**WHAT THE EXERCISE ASKS**
Among the entries below, one stretch runs from the line that contains "One point per instance of the pine" through the line that contains "pixel 89 217". Repeat that stretch exactly, ends included, and only that.

───── STORED DATA

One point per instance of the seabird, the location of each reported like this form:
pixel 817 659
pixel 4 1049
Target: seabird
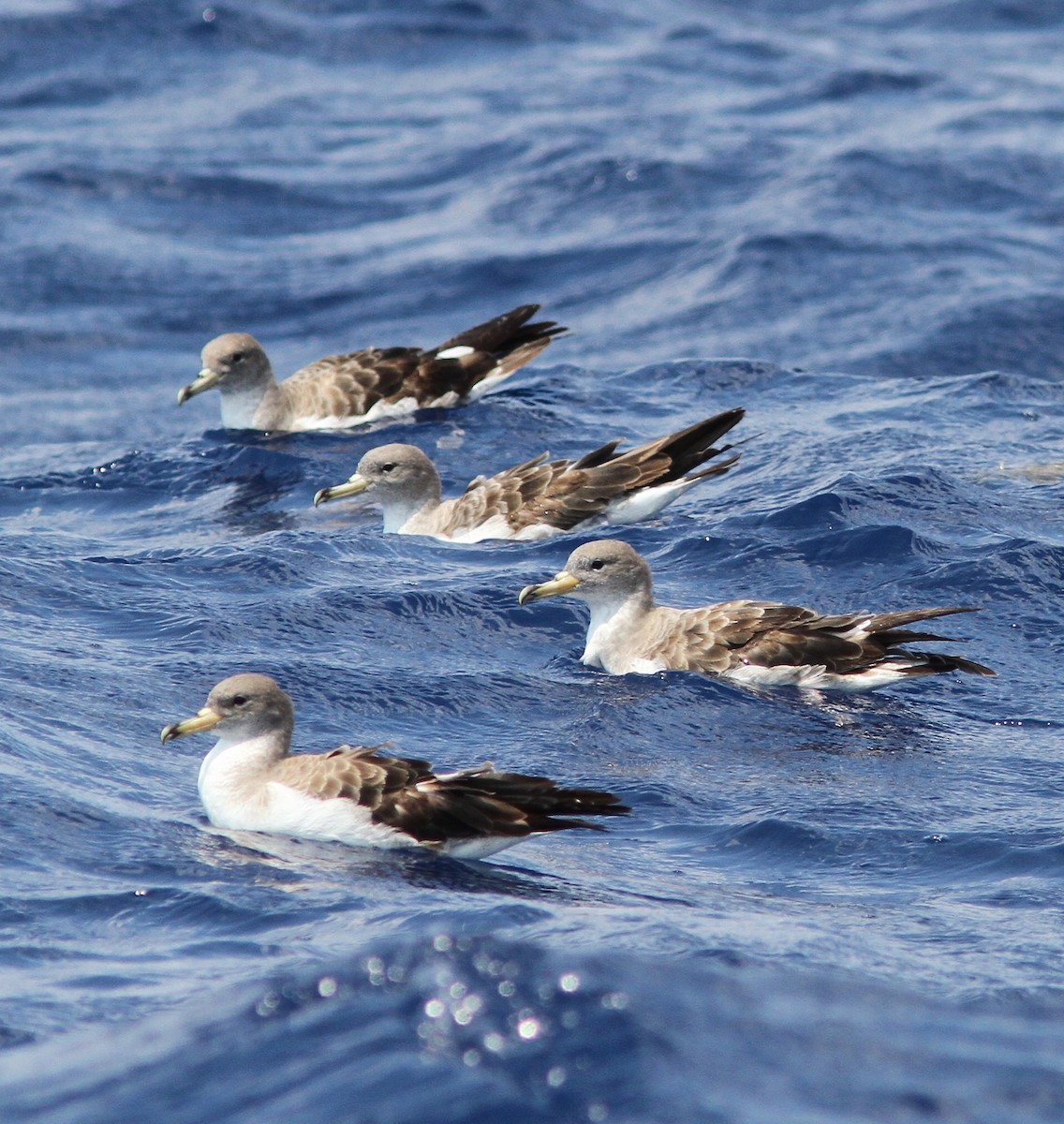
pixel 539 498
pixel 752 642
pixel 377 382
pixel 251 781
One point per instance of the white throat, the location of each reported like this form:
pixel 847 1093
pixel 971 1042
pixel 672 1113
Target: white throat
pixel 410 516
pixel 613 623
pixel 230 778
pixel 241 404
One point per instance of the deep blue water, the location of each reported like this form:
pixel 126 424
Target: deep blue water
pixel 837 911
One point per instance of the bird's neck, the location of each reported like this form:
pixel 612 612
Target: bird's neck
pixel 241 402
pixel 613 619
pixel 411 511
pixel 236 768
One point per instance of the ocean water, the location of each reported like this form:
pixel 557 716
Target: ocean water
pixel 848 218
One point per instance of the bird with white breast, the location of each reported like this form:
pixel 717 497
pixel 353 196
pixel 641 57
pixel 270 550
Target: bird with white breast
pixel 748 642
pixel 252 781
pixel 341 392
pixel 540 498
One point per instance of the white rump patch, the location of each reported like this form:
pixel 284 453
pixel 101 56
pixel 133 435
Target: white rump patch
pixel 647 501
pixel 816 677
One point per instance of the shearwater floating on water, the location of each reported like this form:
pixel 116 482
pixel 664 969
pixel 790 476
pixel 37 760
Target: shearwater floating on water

──────────
───── STORED DATA

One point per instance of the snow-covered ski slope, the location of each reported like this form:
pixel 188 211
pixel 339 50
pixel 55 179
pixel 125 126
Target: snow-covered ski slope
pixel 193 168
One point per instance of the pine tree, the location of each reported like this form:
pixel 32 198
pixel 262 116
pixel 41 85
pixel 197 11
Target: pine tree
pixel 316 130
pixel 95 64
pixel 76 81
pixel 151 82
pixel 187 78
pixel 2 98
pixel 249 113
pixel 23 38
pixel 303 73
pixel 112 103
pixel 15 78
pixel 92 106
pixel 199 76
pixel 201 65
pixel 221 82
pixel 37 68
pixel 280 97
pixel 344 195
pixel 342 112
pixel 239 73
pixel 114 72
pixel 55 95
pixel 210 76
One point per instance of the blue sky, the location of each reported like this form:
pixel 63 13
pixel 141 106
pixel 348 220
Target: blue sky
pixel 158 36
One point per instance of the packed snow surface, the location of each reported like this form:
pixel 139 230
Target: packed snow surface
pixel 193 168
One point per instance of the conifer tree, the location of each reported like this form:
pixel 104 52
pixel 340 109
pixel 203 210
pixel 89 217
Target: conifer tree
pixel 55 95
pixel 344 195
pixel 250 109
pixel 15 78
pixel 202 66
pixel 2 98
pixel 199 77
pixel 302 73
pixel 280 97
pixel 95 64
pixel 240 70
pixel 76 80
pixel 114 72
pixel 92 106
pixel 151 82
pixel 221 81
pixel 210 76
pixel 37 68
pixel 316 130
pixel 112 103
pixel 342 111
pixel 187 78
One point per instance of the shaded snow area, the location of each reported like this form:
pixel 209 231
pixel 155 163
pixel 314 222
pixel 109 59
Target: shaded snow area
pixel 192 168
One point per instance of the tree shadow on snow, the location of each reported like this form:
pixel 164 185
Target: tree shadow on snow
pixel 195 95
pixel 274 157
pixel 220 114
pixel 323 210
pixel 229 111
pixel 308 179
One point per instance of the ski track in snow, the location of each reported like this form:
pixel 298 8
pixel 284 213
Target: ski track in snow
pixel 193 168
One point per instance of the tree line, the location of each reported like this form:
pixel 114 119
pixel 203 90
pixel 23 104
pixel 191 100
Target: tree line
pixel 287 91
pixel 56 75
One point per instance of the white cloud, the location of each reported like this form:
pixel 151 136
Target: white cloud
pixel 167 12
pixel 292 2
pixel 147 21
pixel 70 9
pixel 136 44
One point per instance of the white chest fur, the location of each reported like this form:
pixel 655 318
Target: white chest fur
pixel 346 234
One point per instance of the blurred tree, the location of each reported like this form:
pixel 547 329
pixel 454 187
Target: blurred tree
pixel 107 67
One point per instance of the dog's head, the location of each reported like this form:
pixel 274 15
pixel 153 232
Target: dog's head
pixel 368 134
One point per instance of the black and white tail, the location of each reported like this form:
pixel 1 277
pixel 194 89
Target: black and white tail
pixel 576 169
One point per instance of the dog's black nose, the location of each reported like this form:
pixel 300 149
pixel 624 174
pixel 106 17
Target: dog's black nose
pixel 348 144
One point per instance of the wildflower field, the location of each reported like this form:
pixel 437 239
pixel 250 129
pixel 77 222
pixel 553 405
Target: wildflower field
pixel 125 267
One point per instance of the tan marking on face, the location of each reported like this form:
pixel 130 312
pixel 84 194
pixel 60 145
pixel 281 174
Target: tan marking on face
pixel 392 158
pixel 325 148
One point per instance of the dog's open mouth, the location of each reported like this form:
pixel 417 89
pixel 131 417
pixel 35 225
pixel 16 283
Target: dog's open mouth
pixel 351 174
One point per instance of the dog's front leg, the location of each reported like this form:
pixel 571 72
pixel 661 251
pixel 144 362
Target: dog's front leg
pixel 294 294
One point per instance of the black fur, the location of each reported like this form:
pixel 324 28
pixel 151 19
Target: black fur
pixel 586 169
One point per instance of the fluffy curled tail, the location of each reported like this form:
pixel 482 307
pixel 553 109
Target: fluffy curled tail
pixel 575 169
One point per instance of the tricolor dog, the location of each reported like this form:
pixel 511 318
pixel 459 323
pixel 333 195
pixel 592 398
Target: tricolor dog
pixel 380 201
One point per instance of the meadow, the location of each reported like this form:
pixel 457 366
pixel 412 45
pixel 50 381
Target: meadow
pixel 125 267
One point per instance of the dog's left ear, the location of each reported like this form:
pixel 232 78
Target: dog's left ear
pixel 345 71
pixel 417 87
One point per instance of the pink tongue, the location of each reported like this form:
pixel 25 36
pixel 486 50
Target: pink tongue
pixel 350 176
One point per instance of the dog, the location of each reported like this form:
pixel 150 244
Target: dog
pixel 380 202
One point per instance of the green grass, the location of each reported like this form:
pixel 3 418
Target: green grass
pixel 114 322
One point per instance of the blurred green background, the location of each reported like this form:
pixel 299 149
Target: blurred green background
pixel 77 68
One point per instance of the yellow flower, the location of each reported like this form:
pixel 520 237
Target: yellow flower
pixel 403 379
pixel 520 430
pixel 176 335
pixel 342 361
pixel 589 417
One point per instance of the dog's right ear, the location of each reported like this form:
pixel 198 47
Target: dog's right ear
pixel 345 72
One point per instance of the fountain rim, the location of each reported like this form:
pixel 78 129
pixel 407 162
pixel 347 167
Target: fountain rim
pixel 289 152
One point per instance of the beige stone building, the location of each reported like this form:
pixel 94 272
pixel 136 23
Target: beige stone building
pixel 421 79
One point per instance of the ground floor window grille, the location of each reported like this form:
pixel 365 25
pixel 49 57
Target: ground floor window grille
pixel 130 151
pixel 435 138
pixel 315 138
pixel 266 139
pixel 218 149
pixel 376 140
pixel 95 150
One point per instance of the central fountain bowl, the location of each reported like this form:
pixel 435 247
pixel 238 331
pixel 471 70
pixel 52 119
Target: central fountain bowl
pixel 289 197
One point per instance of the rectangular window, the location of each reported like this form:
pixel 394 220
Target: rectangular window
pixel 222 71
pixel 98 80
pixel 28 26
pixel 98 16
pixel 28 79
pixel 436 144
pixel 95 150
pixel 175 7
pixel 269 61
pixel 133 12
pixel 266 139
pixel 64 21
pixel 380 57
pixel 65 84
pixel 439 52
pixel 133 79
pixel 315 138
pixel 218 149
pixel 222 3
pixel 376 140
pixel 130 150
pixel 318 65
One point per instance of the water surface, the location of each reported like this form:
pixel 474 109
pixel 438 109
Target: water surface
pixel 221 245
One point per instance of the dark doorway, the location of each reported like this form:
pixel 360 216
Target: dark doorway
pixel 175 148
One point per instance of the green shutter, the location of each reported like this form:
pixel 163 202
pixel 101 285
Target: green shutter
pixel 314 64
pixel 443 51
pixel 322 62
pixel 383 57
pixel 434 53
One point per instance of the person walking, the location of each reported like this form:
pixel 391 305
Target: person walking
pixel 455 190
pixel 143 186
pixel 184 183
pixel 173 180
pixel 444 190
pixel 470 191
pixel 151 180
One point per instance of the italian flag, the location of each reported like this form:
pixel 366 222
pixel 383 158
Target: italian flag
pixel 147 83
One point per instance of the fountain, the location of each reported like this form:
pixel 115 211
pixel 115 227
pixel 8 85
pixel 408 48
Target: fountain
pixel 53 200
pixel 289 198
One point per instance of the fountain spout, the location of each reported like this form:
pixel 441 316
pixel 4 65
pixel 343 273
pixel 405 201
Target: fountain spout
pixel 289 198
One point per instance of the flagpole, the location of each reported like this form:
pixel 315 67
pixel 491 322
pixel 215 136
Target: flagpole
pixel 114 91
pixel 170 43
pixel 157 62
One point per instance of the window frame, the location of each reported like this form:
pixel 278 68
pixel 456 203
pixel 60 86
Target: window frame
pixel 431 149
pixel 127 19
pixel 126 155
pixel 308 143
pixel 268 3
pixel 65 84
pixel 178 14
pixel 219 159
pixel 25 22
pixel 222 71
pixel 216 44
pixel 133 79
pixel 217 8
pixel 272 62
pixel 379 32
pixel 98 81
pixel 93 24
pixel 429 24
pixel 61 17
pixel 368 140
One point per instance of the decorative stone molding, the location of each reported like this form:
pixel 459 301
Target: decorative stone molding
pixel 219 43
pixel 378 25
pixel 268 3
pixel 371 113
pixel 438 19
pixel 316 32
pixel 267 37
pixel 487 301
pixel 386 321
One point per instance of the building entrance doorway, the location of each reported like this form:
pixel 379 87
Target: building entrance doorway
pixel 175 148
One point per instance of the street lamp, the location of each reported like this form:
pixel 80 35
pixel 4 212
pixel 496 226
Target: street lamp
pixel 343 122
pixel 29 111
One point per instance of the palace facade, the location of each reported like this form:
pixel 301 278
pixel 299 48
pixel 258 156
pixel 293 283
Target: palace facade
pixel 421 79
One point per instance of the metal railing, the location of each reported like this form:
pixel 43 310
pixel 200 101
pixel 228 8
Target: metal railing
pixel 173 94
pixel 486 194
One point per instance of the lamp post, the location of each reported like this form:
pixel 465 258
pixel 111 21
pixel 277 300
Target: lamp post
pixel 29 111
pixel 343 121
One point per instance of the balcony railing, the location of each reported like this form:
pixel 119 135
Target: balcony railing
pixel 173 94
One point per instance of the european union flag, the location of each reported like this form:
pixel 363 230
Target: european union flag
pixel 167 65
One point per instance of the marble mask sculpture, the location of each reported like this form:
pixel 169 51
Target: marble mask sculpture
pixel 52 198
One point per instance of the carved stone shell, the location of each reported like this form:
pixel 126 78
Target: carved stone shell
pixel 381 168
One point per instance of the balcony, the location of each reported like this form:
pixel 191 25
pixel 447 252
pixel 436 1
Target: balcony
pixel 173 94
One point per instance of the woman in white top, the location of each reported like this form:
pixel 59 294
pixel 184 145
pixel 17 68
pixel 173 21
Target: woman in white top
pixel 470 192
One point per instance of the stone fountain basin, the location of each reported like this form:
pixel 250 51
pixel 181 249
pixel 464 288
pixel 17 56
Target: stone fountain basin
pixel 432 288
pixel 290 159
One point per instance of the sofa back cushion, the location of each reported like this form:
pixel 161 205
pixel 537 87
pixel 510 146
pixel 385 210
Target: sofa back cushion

──────────

**YOUR RESPONSE**
One point per instance of the pine tree, the location of each reported like this form:
pixel 32 198
pixel 262 116
pixel 41 85
pixel 197 11
Target: pine tree
pixel 316 130
pixel 95 64
pixel 76 81
pixel 151 82
pixel 187 78
pixel 2 98
pixel 249 113
pixel 23 38
pixel 303 73
pixel 112 103
pixel 15 78
pixel 92 106
pixel 199 76
pixel 201 65
pixel 221 82
pixel 37 68
pixel 280 97
pixel 344 195
pixel 342 112
pixel 239 73
pixel 114 72
pixel 55 95
pixel 210 76
One point per instance of the blue sky, the location of each reported like this form:
pixel 63 13
pixel 141 106
pixel 348 220
Target: blue sky
pixel 158 36
One point per instance of the packed snow surface, the location of each reported like this form:
pixel 139 230
Target: packed snow surface
pixel 193 168
One point per instance of the conifer tree, the location of each reported like this form:
pixel 104 52
pixel 340 109
pixel 203 210
pixel 89 217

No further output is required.